Can you render the rows below as a two-column CSV with the columns "text" and "answer", one line for each row, each value in a single quoted field with line breaks turned into spaces, and the pictures left out?

● ● ● ●

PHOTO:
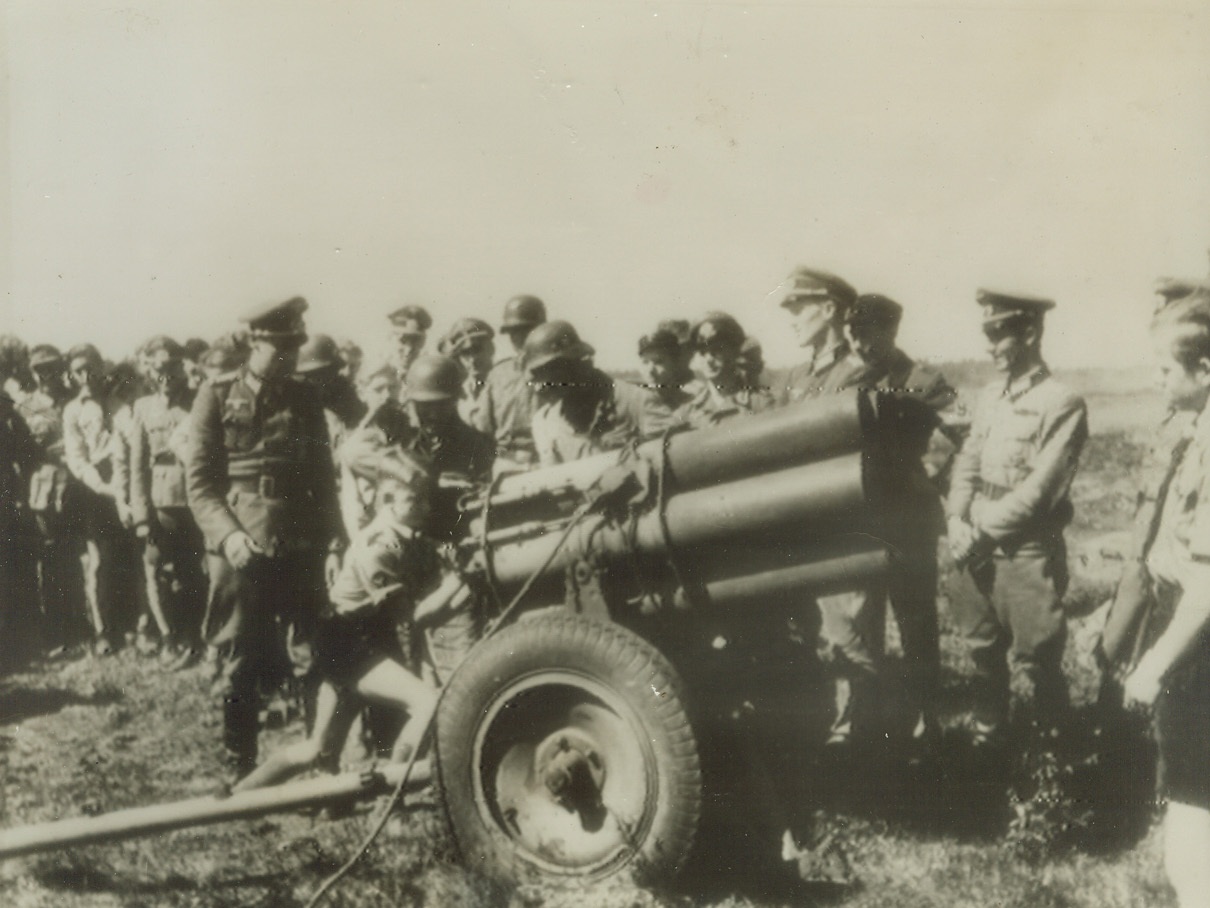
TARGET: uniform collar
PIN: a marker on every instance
(827, 357)
(1018, 386)
(252, 380)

● ● ● ●

### In response
text,answer
"PHOTO: TARGET: uniform collar PIN: a marker on every instance","(827, 357) (1018, 386) (252, 380)"